Brief: Where in the listing does the word "sheet" appear? Report each line that holds it.
──────
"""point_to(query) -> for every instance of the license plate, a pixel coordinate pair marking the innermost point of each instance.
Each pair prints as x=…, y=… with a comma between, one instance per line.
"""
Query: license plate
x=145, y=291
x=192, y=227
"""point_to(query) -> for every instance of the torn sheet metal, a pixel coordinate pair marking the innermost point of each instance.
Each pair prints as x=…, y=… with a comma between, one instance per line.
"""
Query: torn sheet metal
──────
Your solution:
"""point_to(query) -> for every instance of the torn sheet metal, a pixel coordinate pair marking the innermost point of each instance.
Query: torn sheet metal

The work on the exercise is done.